■ Work to complete
Could you copy all of the lines below verbatim, leaving the picture out of your answer?
** Begin Exercise material **
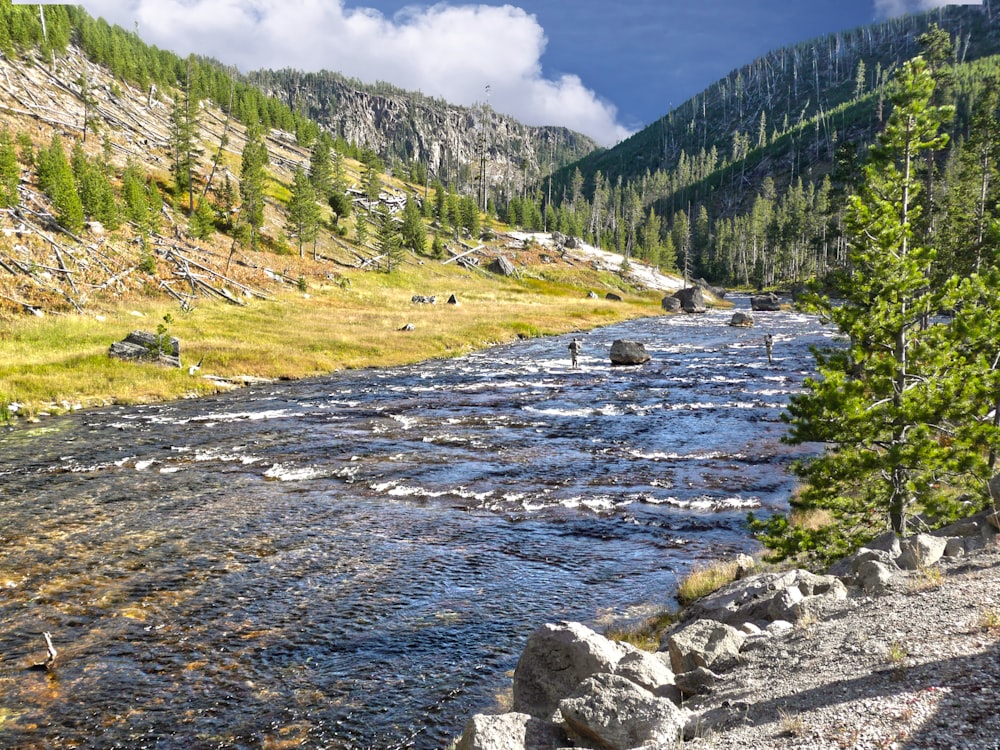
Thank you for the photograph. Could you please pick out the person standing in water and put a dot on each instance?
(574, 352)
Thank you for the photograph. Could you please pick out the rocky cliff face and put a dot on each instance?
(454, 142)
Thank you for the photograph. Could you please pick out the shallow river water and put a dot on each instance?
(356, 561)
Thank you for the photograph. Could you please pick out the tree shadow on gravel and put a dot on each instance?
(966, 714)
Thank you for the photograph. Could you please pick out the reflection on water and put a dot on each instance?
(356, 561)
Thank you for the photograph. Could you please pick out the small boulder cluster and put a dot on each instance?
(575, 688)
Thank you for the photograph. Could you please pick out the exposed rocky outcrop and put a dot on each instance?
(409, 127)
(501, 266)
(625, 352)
** End Exercise material **
■ Answer to this exercise
Thank you for the photograph. Could you please pick out the person standing in water and put a dot on each instance?
(574, 352)
Thank you for the photograph. Could you please pick out the rocky cliff face and put a dot on each instance?
(454, 142)
Thank you for the photograph. Could you please pick out the shallow river water and put a dot on each instance?
(356, 561)
Thank you for the photograph. Could you please pick out the tree shadow on gravel and put a dot on each instance?
(966, 714)
Thank you for the photograph. Could you please pick out the reflection on water and put a dot on each instance?
(356, 561)
Thank you for the photograph. Could you please pick out the small boulder cluster and put a dot on each instance?
(575, 688)
Thank you for the photograph. Could you please pick out the exposed rocky outcrop and put a dot on each instance?
(409, 127)
(501, 266)
(625, 352)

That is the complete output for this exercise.